What is being asked: Search the entries for the word "blue". Copy every line where it turns up.

Stored data entries
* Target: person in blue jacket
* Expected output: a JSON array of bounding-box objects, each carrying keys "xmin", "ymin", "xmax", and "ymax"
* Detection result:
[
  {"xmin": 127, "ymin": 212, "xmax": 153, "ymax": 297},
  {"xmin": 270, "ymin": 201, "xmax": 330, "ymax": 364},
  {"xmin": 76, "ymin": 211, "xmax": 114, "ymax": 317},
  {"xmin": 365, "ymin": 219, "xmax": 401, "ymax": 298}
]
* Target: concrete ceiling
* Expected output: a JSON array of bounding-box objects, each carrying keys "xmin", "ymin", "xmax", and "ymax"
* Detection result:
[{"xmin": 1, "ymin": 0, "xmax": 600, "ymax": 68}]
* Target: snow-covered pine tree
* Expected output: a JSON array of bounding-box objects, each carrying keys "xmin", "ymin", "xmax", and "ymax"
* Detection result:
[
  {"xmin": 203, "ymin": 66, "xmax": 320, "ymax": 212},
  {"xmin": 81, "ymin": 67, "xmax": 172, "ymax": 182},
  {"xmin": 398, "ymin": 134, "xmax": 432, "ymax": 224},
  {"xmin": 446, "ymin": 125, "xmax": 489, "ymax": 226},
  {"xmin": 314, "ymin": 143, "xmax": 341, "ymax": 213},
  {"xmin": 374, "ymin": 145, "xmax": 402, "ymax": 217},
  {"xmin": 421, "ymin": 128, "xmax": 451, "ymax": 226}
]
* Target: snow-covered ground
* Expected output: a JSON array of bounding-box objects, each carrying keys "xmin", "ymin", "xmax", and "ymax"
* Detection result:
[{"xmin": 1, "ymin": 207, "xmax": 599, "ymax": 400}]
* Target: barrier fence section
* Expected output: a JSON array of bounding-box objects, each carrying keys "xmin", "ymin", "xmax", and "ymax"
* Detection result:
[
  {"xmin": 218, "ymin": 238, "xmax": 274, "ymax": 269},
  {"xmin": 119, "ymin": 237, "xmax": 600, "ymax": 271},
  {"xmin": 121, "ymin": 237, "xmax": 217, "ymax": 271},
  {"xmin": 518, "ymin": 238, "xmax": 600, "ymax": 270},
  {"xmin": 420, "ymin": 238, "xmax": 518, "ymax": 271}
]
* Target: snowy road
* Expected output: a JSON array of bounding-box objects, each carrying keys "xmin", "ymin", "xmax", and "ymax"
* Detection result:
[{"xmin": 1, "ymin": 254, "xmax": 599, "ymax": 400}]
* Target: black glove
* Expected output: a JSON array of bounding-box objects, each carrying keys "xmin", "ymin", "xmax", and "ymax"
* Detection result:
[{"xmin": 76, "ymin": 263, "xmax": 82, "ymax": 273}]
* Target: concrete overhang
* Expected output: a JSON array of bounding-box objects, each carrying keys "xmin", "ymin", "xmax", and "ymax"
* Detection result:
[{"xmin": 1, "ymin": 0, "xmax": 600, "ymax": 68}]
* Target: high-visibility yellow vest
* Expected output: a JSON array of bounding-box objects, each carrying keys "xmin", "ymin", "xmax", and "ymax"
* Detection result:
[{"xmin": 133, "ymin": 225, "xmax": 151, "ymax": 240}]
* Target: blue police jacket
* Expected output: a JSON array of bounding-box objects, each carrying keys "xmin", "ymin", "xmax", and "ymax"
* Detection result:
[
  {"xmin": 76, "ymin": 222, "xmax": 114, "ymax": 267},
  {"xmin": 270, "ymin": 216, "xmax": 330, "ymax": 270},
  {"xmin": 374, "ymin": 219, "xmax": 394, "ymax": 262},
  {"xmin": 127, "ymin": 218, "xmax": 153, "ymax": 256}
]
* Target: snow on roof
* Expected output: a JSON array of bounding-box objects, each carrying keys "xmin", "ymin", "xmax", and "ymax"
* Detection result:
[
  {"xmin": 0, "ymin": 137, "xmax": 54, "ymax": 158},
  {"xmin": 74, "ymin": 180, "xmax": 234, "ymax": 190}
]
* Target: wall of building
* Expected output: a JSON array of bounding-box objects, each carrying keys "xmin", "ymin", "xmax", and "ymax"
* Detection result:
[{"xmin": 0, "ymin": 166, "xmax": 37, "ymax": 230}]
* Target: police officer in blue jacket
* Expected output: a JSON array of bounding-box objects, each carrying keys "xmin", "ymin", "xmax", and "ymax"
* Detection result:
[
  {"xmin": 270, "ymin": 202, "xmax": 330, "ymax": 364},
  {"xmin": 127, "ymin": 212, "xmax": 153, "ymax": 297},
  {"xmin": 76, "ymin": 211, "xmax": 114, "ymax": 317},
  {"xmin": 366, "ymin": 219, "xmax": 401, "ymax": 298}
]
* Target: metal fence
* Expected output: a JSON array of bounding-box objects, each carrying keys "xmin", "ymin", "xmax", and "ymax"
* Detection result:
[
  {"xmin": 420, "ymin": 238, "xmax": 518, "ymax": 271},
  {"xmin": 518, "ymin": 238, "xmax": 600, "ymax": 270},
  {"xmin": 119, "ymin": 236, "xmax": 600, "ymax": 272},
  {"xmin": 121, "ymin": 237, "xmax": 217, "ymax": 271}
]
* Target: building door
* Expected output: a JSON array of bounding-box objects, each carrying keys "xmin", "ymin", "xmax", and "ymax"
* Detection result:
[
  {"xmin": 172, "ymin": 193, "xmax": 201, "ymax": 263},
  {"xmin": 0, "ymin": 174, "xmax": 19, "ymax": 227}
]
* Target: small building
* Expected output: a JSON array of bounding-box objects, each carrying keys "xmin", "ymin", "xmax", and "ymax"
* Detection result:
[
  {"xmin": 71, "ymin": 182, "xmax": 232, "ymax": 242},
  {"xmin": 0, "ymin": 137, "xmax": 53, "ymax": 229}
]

Solution to the exercise:
* Target: person in blue jacket
* Target: blue police jacket
* Target: police officer in blue jacket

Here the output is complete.